If you have read anything about backup in the last decade, you have read the 3-2-1 rule. Three copies of your data. Two different kinds of media. One off-site. It is the most quoted piece of advice in the field, and rightly so. It is simple. It rhymes. A friend at dinner can remember it on the walk home.
It was also written, in its current phrasing, by the photographer Peter Krogh in his 2009 book The DAM Book, and the working conditions Krogh was describing look very little like the ones most creators and professionals deal with today. The rule is not wrong. It is advice from the era of DVDs, LTO tape, and single-machine photography workflows, carried into an era of solid-state drives, always-on cloud storage, and ransomware that is perfectly happy to log in with your own credentials. The spirit of 3-2-1 is correct. The letter of it needs a firmer look.
This guide is the firmer look. The goal is not to discard 3-2-1. The goal is to finish the sentence it started.
Where the rule came from
Peter Krogh’s The DAM Book — short for Digital Asset Management — was written for working photographers at a moment when the shift from film to digital was mostly finished but the tooling was not. Photographers were generating thousands of raw files per shoot. How to keep them and find them again in five years was a genuinely open question. Krogh’s book became the default answer. The 3-2-1 rule was a small piece of a longer argument about archiving and the lifecycle of a digital image.
In 2009, “two different media” was a literal instruction with literal options. Three copies typically lived on an internal hard drive, on a second drive or RAID, and on optical media such as DVD or Blu-ray, or LTO tape for studios that shot a lot. These were genuinely different technologies with genuinely different failure modes. A hard drive could fail mechanically. A DVD could delaminate. An LTO tape could be eaten by its own drive.
“One off-site” usually meant a drive in a desk drawer at the office or a hard drive at a trusted friend’s house. Cloud backup for individuals existed but was slow, expensive, and not widely trusted. The off-site copy was a physical object you moved with your hands.
Under those conditions, 3-2-1 was precise and correct. The count of copies protected against accidental deletion, the mix of media protected against category-wide hardware failure, and the off-site copy protected against the building burning down. Each clause was doing real work.
What the rule gets right
The rule gets three things right that no one should throw away.
The first is redundancy. A single copy is a single point of failure, and the probability of any given drive surviving five years is lower than most people believe. Three copies is not paranoia. It is arithmetic. At an annualised drive failure rate of two to three percent, a single-copy strategy over a working lifetime is closer to a guarantee of loss than a hedge against it.

*Short exercise*
Using the backup guide above, explain in one to three sentences why it calls keeping three copies arithmetic rather than paranoia.

*Excerpted data*
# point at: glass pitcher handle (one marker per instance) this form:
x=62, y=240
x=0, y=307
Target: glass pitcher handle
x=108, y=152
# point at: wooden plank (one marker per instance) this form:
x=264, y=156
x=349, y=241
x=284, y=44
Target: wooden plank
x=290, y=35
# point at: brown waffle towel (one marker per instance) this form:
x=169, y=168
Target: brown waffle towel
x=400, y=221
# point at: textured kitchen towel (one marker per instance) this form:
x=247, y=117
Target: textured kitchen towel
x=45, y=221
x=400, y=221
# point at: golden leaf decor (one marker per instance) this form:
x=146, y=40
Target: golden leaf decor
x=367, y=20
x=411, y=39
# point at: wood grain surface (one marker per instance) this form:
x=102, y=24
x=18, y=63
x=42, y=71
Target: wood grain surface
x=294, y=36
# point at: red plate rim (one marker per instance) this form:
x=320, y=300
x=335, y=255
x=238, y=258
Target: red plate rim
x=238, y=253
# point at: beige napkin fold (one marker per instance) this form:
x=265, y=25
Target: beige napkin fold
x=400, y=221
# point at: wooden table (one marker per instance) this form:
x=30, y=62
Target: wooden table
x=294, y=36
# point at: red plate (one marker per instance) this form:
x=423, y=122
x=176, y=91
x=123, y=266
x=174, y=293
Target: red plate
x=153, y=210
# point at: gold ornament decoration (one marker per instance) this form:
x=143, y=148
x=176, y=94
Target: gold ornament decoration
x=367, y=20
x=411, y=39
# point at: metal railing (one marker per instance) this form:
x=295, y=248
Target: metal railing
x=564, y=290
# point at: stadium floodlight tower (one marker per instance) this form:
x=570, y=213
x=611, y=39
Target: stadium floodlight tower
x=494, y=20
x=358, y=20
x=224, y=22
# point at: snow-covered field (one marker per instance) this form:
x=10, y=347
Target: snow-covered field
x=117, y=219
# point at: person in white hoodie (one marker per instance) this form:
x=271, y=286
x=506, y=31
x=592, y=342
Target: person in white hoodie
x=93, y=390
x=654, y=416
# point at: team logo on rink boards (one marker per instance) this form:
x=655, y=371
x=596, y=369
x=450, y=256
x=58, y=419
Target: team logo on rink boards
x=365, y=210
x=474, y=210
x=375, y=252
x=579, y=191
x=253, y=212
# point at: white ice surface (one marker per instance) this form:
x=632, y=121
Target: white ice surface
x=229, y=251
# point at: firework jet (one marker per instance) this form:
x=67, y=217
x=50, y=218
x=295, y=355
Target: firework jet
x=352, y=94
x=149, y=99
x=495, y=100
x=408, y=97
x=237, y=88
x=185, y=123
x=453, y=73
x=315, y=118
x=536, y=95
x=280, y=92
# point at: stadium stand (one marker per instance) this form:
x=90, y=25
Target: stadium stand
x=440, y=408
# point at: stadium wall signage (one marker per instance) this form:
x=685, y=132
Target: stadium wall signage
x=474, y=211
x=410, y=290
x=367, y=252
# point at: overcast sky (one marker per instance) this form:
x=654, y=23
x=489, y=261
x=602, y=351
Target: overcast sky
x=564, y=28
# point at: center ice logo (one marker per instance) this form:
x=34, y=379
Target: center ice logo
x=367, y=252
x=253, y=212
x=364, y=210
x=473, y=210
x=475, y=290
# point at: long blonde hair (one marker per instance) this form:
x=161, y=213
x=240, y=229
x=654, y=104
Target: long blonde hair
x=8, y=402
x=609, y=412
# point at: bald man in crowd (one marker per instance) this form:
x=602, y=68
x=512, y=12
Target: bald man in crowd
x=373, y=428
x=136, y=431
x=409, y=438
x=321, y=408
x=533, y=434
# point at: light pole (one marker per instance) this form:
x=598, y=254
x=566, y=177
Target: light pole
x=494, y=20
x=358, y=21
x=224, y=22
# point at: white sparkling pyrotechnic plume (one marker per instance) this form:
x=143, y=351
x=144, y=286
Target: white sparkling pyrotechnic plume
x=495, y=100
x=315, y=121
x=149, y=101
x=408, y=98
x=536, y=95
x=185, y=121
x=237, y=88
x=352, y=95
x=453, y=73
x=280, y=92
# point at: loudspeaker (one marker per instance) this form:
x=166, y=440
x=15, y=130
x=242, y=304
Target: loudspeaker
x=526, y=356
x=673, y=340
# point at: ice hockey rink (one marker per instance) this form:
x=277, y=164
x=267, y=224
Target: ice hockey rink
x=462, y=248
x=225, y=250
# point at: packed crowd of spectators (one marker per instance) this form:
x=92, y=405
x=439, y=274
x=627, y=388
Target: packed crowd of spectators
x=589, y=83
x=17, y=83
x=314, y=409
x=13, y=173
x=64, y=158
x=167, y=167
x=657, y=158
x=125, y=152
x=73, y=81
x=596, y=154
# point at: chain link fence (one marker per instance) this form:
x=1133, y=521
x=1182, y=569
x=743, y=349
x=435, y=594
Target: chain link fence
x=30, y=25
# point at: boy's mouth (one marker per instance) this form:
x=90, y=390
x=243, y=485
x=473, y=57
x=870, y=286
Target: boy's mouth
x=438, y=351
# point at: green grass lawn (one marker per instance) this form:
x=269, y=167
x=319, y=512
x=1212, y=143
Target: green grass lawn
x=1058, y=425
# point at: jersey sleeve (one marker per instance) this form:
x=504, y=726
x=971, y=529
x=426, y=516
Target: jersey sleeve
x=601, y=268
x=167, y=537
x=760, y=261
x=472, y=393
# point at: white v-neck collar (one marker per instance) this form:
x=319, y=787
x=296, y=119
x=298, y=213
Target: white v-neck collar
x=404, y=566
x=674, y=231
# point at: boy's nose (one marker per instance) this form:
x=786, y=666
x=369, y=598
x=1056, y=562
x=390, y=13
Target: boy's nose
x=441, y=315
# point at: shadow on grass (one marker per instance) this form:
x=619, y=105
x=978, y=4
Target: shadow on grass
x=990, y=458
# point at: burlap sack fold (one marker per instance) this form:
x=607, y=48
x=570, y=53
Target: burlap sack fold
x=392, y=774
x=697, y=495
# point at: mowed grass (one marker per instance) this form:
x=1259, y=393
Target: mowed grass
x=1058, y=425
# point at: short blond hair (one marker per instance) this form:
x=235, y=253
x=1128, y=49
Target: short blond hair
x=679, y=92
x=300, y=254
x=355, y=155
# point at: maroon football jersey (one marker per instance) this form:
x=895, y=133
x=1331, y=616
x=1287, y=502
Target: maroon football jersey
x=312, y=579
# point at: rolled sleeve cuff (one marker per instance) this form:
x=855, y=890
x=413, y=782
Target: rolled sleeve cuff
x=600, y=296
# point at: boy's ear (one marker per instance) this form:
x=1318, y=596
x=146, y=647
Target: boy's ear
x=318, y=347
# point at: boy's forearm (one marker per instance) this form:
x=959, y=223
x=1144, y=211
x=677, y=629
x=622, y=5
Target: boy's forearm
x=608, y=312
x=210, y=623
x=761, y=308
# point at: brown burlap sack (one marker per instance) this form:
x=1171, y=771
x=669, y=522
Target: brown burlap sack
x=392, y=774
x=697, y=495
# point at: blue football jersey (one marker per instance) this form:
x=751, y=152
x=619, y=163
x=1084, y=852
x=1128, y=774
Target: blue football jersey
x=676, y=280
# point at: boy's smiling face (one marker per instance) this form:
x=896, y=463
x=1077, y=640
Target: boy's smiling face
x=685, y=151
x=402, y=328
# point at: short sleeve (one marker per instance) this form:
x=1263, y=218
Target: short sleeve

*Solution for this problem*
A single copy is a single point of failure, and a drive is less likely to survive five years than most people believe. At an annualized failure rate of two to three percent, keeping only one copy over a working lifetime comes closer to guaranteeing loss than guarding against it.